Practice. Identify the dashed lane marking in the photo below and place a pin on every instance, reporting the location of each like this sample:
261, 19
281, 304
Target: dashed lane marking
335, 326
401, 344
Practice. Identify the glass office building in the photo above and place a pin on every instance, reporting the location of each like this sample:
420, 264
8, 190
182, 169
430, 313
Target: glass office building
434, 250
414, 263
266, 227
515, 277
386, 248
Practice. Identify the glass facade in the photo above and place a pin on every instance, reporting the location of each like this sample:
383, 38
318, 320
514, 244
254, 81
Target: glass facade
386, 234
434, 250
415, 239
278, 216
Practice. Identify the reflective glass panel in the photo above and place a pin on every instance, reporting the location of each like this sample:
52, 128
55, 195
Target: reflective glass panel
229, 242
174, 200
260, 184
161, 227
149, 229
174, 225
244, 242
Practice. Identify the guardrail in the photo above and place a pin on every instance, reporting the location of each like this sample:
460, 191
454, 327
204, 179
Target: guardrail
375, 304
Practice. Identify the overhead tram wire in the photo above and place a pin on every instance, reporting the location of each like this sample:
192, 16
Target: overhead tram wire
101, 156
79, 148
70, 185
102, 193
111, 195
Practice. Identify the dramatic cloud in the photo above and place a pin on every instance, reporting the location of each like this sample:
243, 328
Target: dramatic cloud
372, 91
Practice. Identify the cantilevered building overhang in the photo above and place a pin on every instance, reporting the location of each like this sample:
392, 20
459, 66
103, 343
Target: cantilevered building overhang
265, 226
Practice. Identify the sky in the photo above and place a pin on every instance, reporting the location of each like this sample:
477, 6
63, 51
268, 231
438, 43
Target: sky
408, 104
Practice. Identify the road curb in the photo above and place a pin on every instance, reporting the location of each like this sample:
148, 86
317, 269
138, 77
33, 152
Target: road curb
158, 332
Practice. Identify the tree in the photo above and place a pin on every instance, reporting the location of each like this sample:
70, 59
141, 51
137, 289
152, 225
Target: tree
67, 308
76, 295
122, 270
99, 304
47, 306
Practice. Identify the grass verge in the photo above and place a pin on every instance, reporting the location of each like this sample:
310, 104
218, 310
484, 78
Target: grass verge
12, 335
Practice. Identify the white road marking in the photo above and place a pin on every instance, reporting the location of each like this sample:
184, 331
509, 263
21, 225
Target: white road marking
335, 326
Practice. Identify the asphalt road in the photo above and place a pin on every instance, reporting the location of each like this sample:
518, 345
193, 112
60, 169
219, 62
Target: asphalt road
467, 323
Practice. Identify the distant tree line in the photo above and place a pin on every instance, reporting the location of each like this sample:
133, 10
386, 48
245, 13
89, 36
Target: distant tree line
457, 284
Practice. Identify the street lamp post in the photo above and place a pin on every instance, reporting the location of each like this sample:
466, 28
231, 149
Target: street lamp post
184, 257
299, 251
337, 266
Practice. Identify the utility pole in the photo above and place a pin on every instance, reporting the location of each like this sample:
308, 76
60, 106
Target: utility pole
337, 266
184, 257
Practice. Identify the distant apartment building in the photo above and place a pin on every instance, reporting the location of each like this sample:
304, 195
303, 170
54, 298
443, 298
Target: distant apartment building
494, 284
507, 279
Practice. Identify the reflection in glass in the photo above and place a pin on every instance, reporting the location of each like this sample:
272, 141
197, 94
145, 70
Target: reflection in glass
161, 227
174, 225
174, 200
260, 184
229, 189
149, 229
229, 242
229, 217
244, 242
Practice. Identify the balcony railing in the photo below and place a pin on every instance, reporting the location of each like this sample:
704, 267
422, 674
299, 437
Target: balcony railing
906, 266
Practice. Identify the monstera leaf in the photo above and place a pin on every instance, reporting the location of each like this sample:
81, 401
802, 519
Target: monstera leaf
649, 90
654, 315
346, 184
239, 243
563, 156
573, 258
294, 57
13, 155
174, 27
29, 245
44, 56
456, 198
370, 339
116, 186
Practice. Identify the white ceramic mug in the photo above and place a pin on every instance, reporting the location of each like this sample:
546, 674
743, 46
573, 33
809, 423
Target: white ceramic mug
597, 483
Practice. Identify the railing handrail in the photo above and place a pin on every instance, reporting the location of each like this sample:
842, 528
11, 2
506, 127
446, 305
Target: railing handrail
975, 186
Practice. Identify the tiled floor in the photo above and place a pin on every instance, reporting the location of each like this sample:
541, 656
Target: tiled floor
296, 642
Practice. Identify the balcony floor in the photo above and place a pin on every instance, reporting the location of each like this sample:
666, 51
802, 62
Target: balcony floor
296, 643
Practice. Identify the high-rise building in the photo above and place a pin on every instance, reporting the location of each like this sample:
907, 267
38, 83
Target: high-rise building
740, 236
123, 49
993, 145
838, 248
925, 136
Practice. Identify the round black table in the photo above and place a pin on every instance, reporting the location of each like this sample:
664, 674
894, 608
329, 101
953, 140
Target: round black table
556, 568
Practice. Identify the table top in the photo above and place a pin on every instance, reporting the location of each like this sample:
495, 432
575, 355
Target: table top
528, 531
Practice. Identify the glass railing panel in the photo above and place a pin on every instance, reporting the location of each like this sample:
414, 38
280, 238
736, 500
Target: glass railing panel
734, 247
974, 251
---------------
Task statement: The listing above must be transcribed exactly, line by line.

Solution for this task:
Practice. Identify the dashed lane marking in the photo below and place a pin on every instance, reporting the location of each like this sample:
261, 19
281, 304
Target: dashed lane marking
335, 326
401, 344
Practice. Identify the glass office building in the photo above and place a pin on every instance, reporting the location of each like this sample:
420, 264
8, 190
182, 169
430, 313
Target: glass office building
434, 250
414, 263
266, 227
515, 277
386, 248
Practice. Identify the glass facade in the photo above and place a pin on every instance, reporting the location of each like this sample:
383, 38
318, 320
514, 244
254, 81
Target: glass facade
386, 234
434, 250
415, 239
278, 216
Practice. Identify the reflective glass panel in the photo above and place a pin on every instance, reporting the location of each like this sample:
52, 128
55, 195
Target: reflective glass panel
229, 242
174, 200
260, 184
161, 227
149, 229
174, 225
244, 242
Practice. Identify the guardrail in the photo above and place a pin on every instance, reporting the location of each like this sample:
460, 191
454, 327
204, 179
Target: guardrail
375, 304
Practice. Identify the overhead tram wire in the photo above and place a pin on every instance, reporting the location of each like this sample:
192, 16
Target: overhead tram wire
101, 156
79, 148
70, 185
102, 193
111, 195
Practice. Identify the dramatic cloud in the photo above and place a pin on every instance, reporting the location of each like this sample:
243, 328
Target: dramatic cloud
372, 91
Practice. Identify the cantilevered building overhang in the photo above and place a pin on every instance, reporting the location of each like this sample:
392, 20
459, 66
103, 343
Target: cantilevered building overhang
265, 226
Practice. Identify the sky in the photo above and place a pin on every instance, reporting the location of each like this sample:
477, 6
63, 51
268, 231
438, 43
Target: sky
408, 104
Practice. Identify the road curb in the photo above and place a pin on every instance, reporting the location of each like this sample:
148, 86
317, 269
138, 77
33, 152
Target: road curb
158, 332
Practice. Identify the tree in the photo above and place a pin on every instance, reporting the location of each like this sample:
70, 59
141, 51
137, 289
152, 225
Target: tree
67, 308
76, 295
122, 270
99, 304
47, 306
Practice. Identify the grass verge in the photo above and place a pin on every instance, reporting the location of each like this sample:
310, 104
218, 310
484, 78
Target: grass verge
12, 335
Practice. Identify the white road marking in the photo above and place a pin on every instance, reporting the location of each like this sample:
184, 331
509, 263
21, 225
Target: white road marking
335, 326
Practice. Identify the asphalt road in the photo above and place a pin on every instance, reporting the location of each like this sample:
518, 345
193, 112
60, 169
219, 62
Target: asphalt road
467, 323
Practice. Identify the distant tree line in the photo above and place a pin on every instance, reporting the location of each like this sample:
133, 10
386, 48
245, 13
89, 36
Target: distant tree line
457, 284
Practice. Identify the street lamp post in the photo above and place a pin on every instance, reporting the location of each like this sample:
466, 28
231, 149
Target: street lamp post
184, 257
299, 251
337, 266
Practice. Identify the utility pole in the photo above and place a pin on every instance, reporting the location of each like this sample:
308, 76
60, 106
Target: utility pole
337, 266
184, 257
Practice. Identify the distant apartment building in the photo above and place a pin on every instance, reporting the location of each like this sample:
304, 195
303, 170
54, 298
443, 298
Target: distant apartment building
494, 284
507, 279
Practice. Identify the reflection in glass in the photo above and place a pin on every instance, reporting the location of each like this sample:
272, 141
197, 94
145, 70
Target: reflection in glass
161, 227
174, 225
174, 200
260, 184
229, 189
149, 229
229, 242
229, 217
244, 242
Practice. Identify the balcony railing in the photo below and place a pin on every instance, reporting the location of each like this sample:
704, 267
422, 674
299, 437
Target: balcony railing
906, 266
Practice. Identify the monstera leaf in the photo above and place a pin on every instance, reporting the location of each like this sample:
81, 401
802, 519
Target: monstera leaf
649, 90
654, 315
346, 184
239, 243
563, 156
573, 258
294, 57
13, 155
174, 27
29, 245
44, 56
456, 198
370, 339
116, 186
Practice. Identify the white ceramic mug in the photo above and place a pin on every instance, reporting the location of each like this sample:
546, 674
743, 46
573, 33
809, 423
Target: white ceramic mug
597, 483
Practice. Identify the railing handrail in the photo above and place a pin on every instance, reporting the location of each like this sample:
842, 528
11, 2
506, 127
446, 305
Target: railing handrail
975, 186
Practice. Identify the tiled floor in the photo above and place a pin on every instance, reporting the location of each like this sample:
541, 656
Target: tiled floor
296, 642
Practice. Identify the balcony floor in the photo above and place a pin on every instance, reporting the location of each like this sample:
666, 51
802, 62
Target: balcony floor
296, 643
Practice. Identify the high-rise building in the photo above and place a pin on every instance, reporting the location of each like this sample:
907, 267
38, 83
Target: high-rise building
740, 236
123, 49
993, 145
838, 248
925, 136
Practice. Identify the round black table in the photo above and place a pin on every instance, reporting the location of each like this sample:
664, 674
894, 608
329, 101
953, 140
Target: round black table
556, 568
Practice. Identify the table top in the photo above and place a pin on every instance, reporting the location of each like this sample:
495, 432
575, 355
Target: table top
528, 531
Practice. Identify the glass railing panel in the photo above and place a pin on every instance, reporting the location of each like this sample:
414, 38
280, 238
736, 500
Target: glass railing panel
734, 247
974, 251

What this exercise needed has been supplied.